§ Aim of the exercise
Reproduce each line of the listing exactly.

# start of Extracted entries

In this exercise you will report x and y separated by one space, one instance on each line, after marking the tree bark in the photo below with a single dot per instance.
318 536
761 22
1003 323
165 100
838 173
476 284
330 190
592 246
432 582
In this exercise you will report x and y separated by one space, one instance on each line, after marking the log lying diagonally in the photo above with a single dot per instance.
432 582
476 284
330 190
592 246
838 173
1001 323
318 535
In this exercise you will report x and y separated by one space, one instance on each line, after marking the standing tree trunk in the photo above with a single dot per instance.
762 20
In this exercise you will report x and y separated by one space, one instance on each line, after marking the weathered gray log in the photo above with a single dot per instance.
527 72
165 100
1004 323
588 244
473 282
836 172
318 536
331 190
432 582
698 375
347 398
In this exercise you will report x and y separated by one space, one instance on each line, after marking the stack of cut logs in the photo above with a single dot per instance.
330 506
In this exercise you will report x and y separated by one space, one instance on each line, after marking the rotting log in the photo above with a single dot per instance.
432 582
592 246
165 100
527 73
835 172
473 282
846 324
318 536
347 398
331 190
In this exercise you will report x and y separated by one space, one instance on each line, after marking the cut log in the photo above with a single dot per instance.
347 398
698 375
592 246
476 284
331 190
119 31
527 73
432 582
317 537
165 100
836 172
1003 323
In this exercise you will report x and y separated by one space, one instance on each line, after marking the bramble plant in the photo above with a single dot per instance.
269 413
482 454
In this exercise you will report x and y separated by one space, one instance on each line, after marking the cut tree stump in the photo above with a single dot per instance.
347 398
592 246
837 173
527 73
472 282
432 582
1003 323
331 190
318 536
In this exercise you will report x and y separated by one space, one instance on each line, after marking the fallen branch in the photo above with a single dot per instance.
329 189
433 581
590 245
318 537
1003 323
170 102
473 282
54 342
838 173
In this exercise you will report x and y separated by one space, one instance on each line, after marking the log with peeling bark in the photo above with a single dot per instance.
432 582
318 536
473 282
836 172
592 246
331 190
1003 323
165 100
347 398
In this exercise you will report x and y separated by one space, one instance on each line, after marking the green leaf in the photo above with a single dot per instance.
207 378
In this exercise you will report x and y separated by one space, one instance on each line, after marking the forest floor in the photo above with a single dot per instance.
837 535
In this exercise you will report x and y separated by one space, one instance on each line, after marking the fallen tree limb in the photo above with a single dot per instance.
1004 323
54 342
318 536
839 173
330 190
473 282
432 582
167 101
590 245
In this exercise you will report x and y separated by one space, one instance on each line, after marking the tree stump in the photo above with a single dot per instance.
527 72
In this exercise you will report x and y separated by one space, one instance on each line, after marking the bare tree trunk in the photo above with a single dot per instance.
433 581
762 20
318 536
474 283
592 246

# end of Extracted entries

§ Answer for the task
In this exercise you will report x and y separated by one space, one instance on each line, after marking the tree bark in the photo below with a single dot per instance.
318 536
761 22
1003 323
165 100
838 173
476 284
330 190
592 246
432 582
In this exercise you will report x and y separated by one space, one instance on each line, after marking the log lying diagonally in the photo above with a single dot per instance.
432 582
476 284
330 190
592 246
838 173
1001 323
318 535
In this exercise you will report x and y separated by one space, one instance on each line, after marking the standing tree trunk in the photo above with a single dot per instance.
762 20
In this exercise you will report x and y separated by one space, one instance on each line, after marking the weathered gray log in the photo above with a single dot per instance.
527 72
165 100
1004 323
588 244
473 282
836 172
318 536
331 190
432 582
698 375
347 398
In this exercise you will report x and y separated by one space, one instance on each line, after marking the stack of cut logs in the photo above with a single dot per instance.
330 506
In this exercise you will report x and y separated by one space, one instance on each line, after marking the rotting log in the photo above with a single dot per instance.
432 582
592 246
165 100
527 73
835 172
473 282
846 324
318 536
347 398
331 190
In this exercise you will report x and y separated by one space, one instance on each line, after marking the cut log in the photo above with a single dot per instance.
347 398
698 375
592 246
476 284
331 190
119 31
527 73
432 582
317 537
165 100
836 172
1003 323
In this exercise you will report x and y separated by one space, one instance on each line, after marking the bramble plant in the photo above with a single dot per instance.
269 413
482 454
In this exercise you will report x and y separated by one space, one instance on each line, after marking the cut tree stump in the photo above with a single dot per instance.
347 398
592 246
837 173
527 73
472 282
432 582
1003 323
331 190
318 536
In this exercise you will report x and y separated by one space, one instance on each line, after marking the fallen branch in the photo above with a single dot per instance.
329 189
433 581
590 245
318 537
1003 323
170 102
473 282
54 342
838 173
In this exercise you will report x and y separated by one space, one instance on each line, after marking the log with peeling bark in the photo above with a single dot per instance.
432 582
318 536
473 282
836 172
592 246
331 190
1003 323
165 100
347 398
In this exercise you will report x and y separated by one space, one instance on each line, after marking the green leaf in the photo above with a single dot per instance.
207 378
In this exercise you will report x and y separated by one space, one instance on each line, after marking the forest floor in the photo above with a single dot per instance.
837 535
In this exercise you will report x and y separated by one space, one instance on each line, after marking the fallen tree limb in the photo above with a single dot per instance.
1004 323
54 342
318 536
839 173
330 190
473 282
432 582
167 101
590 245
In this exercise you will report x and y separated by one space, one instance on each line, after marking the tree stump in the photo above with a single dot per instance.
527 72
In this exercise you will report x and y separated by one space, one instance on each line, after marking the bare tree trunk in the photo above with a single dot per instance.
433 581
762 20
318 536
474 283
592 246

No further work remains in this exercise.